C#: How to implement a smart cache

C#: How to implement a smart cache - c#

I have some places where implementing some sort of cache might be useful. For example in cases of doing resource lookups based on custom strings, finding names of properties using reflection, or to have only one PropertyChangedEventArgs per property name.
A simple example of the last one:
public static class Cache
{
private static Dictionary<string, PropertyChangedEventArgs> cache;
static Cache()
{
cache = new Dictionary<string, PropertyChangedEventArgs>();
}
public static PropertyChangedEventArgs GetPropertyChangedEventArgs(
string propertyName)
{
if (cache.ContainsKey(propertyName))
return cache[propertyName];
return cache[propertyName] = new PropertyChangedEventArgs(propertyName);
}
}
But, will this work well? For example if we had a whole load of different propertyNames, that would mean we would end up with a huge cache sitting there never being garbage collected or anything. I'm imagining if what is cached are larger values and if the application is a long-running one, this might end up as kind of a problem... or what do you think? How should a good cache be implemented? Is this one good enough for most purposes? Any examples of some nice cache implementations that are not too hard to understand or way too complex to implement?

This is a large problem, you need to determine the domain of the problem and apply the correct techniques. For instance, how would you describe the expiration of the objects? Do they become stale over a fixed interval of time? Do they become stale from an external event? How frequently does this happen? Additionally, how many objects do you have? Finally, how much does it cost to generate the object?
The simplest strategy would be to do straight memoization, as you have above. This assumes that objects never expire, and that there are not so many as to run your memory dry and that you think the cost to create these objects warrants the use of a cache to begin with.
The next layer might be to limit the number of objects, and use an implicit expiration policy, such as LRU (least recently used). To do this you'd typically use a doubly linked list in addition to your dictionary, and every time an objects is accessed it is moved to the front of the list. Then, if you need to add a new object, but it is over your limit of total objects, you'd remove from the back of the list.

WORK TO DO:
1. Copy the entries verbatim, from the line containing "Practice step: pin every instance of the necklace" through the final line of the entries, including both.
2. Continue the thread on implementing a cache in C# from the point where it stops.

GIVEN DATA:
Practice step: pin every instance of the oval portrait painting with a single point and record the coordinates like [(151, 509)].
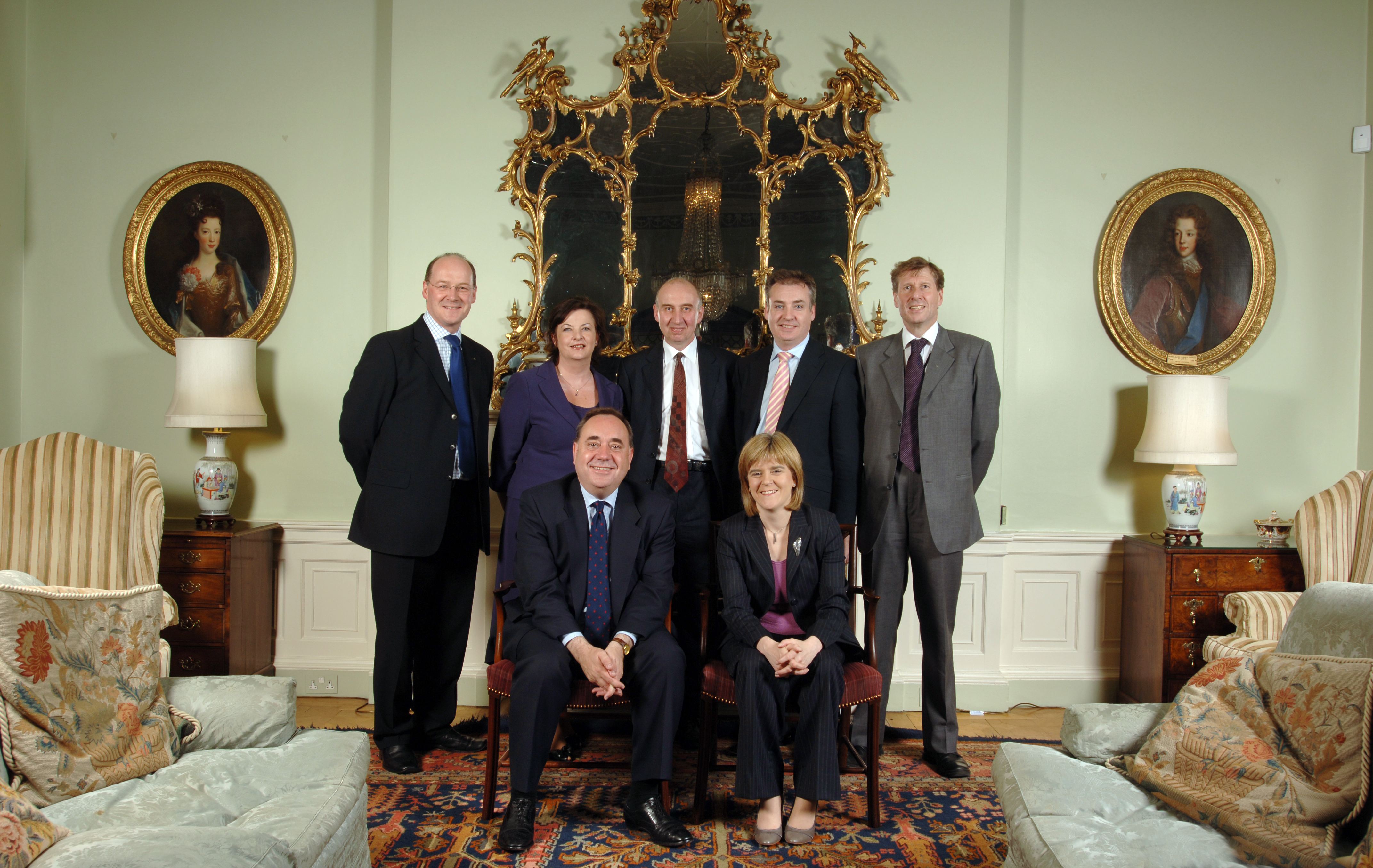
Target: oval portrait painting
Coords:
[(208, 256), (1185, 272)]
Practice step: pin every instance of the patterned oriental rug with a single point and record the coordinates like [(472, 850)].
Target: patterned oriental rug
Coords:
[(433, 819)]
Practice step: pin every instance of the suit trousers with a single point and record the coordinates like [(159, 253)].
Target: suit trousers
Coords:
[(905, 536), (544, 673), (691, 570), (423, 607), (761, 698)]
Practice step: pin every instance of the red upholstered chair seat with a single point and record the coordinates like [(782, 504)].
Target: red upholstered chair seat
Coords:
[(502, 673), (863, 683)]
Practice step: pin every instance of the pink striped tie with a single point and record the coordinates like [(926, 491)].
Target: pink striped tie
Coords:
[(782, 382)]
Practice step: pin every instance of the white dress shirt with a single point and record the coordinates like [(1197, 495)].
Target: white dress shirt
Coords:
[(591, 516), (445, 355), (772, 374), (698, 447), (924, 353)]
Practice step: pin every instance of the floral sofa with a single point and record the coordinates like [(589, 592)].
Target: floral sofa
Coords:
[(250, 790), (1067, 809)]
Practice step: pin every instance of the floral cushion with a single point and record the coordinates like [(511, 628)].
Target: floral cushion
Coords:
[(1272, 752), (24, 832), (83, 702)]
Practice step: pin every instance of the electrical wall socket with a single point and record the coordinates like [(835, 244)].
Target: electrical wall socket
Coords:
[(316, 685)]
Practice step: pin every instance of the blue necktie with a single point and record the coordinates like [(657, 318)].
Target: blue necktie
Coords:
[(598, 579), (458, 381)]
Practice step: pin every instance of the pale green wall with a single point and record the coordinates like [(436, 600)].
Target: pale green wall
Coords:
[(1010, 115), (120, 94), (1367, 333), (13, 18)]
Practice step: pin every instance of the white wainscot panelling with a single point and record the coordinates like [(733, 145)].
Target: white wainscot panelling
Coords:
[(1038, 619)]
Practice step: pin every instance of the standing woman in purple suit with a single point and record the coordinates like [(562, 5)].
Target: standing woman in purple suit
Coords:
[(540, 414)]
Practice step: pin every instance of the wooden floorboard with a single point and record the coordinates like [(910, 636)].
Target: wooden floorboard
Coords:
[(344, 713)]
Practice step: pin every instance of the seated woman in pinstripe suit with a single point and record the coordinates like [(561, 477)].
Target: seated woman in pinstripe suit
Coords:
[(782, 576)]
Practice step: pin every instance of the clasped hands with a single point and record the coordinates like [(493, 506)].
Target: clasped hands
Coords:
[(605, 668), (790, 657)]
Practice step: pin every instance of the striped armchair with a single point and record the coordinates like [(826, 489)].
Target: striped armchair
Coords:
[(79, 513), (1334, 536)]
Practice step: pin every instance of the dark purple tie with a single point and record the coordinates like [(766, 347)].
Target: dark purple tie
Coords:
[(909, 419)]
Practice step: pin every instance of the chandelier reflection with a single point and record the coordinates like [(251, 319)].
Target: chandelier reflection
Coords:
[(701, 259)]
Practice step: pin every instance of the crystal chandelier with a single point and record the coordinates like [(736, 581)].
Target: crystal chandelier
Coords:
[(701, 259)]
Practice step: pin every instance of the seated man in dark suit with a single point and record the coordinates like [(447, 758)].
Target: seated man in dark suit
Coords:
[(595, 569)]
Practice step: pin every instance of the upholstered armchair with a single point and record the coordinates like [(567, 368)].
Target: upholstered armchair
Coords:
[(1335, 542), (84, 514)]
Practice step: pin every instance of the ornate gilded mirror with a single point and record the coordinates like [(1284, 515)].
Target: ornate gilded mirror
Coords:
[(697, 165)]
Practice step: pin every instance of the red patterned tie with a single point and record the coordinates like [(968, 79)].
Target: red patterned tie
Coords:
[(675, 469)]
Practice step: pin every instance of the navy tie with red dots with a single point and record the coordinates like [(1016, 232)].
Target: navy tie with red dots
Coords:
[(598, 579)]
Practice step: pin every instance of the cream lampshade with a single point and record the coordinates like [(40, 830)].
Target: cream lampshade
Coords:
[(1187, 425), (216, 388)]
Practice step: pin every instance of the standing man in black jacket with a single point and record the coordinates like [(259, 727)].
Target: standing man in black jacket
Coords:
[(813, 399), (678, 400), (414, 429)]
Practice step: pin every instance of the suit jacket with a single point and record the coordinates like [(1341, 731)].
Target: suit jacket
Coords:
[(399, 430), (960, 403), (823, 415), (816, 587), (642, 380), (552, 553)]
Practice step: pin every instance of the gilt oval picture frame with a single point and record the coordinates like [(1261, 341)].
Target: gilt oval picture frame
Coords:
[(209, 255), (1185, 272)]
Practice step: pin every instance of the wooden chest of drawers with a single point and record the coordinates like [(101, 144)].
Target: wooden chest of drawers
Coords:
[(1172, 601), (224, 583)]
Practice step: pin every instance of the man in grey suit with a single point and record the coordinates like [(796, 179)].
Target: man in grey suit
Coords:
[(931, 400)]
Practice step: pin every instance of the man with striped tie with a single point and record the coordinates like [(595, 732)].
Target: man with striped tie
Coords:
[(807, 390), (933, 400), (595, 569)]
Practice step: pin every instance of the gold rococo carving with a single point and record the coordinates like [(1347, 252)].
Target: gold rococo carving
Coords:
[(541, 84)]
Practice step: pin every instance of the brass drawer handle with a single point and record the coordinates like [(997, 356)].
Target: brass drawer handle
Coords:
[(1194, 606)]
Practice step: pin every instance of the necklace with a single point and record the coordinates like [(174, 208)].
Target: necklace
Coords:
[(577, 390)]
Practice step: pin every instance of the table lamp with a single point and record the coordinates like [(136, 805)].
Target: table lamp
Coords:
[(1187, 425), (216, 388)]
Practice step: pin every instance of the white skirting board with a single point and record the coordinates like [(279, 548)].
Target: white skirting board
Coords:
[(1038, 620)]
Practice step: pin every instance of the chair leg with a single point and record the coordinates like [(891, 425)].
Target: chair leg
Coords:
[(493, 754), (705, 757), (874, 764)]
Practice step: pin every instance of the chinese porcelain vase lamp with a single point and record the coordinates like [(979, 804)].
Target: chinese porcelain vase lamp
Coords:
[(216, 388), (1187, 425)]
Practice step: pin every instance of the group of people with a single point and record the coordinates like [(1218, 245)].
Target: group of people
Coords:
[(610, 487)]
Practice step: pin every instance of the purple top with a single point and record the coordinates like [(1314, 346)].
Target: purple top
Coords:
[(779, 619)]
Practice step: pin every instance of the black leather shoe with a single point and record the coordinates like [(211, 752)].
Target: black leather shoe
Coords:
[(451, 739), (946, 766), (400, 760), (518, 826), (649, 815)]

ANSWER LIST:
1.
Practice step: pin every instance of the necklace with a single point and record the coordinates like [(174, 208)].
Target: necklace
Coords:
[(577, 390)]
Practice step: pin every instance of the table lamp with a single point and record the coordinates like [(136, 805)].
Target: table lamp
Coords:
[(1187, 425), (216, 388)]
Practice step: pin every instance of the white skirting board with a single point and record the coordinates like [(279, 548)].
Target: white skirting board
Coords:
[(1038, 620)]
Practice step: pin every instance of the chair leg with a single point and record the coordinates like [(891, 425)].
Target: chair leg
Coords:
[(493, 754), (705, 757), (874, 764)]
Practice step: pin every instance of the chinese porcelain vase lamp with a single point and record the coordinates like [(979, 804)].
Target: chinese porcelain vase lamp
Coords:
[(216, 388), (1187, 425)]
Practice step: pin every instance of the group of people with a single point and record the coordinates like [(1218, 245)].
Target: group of people
Coords:
[(610, 487)]
Practice step: pin every instance of the purple top with a single point and record the coordinates like [(1314, 346)].
Target: purple top
Coords:
[(779, 619)]
Practice step: pin every instance of the black leather shoe with a single point and record the coordinates like [(211, 752)].
Target: black leather shoe
Coords:
[(451, 739), (946, 766), (400, 760), (518, 826), (649, 815)]

2.
Next, you might need to enforce explicit expiration, either based on time, or some external stimulus. This would require you to have some sort of expiration event that could be called.
As you can see there is alot of design in caching, so you need to understand your domain and engineer appropriately. You did not provide enough detail for me to discuss specifics, I felt.
P.S. Please consider using Generics when defining your class so that many types of objects can be stored, thus allowing your caching code to be reused.

You could wrap each of your cached items in a WeakReference. This would allow the GC to reclaim items if-and-when required, however it doesn't give you any granular control of when items will disappear from the cache, or allow you to implement explicit expiration policies etc.
(Ha! I just noticed that the example given on the MSDN page is a simple caching class.)

Looks like .NET 4.0 now supports System.Runtime.Caching for caching many types of things. You should look into that first, instead of re-inventing the wheel. More details:
http://msdn.microsoft.com/en-us/library/system.runtime.caching%28VS.100%29.aspx

This is a nice debate to have, but depending your application, here's some tips:
You should define the max size of the cache, what to do with old items if your cache is full, have a scavenging strategy, determine a time to live of the object in the cache, does your cache can/must be persisted somewhere else that memory, in case of application abnormal termination, ...

This is a common problem that has many solutions depending on your application need.
It is so common that Microsoft released a whole library to address it.
You should check out Microsoft Velocity before rolling up your own cache.
http://msdn.microsoft.com/en-us/data/cc655792.aspx
Hope this help.

You could use a WeakReference but if your object is not that large than don't because the WeakReference would be taking more memory than the object itself which is not a good technique. Also, if the object is a short-time usage where it will never make it to generation 1 from generation 0 on the GC, there is not much need for the WeakReference but IDisposable interface on the object would have with the release on SuppressFinalize.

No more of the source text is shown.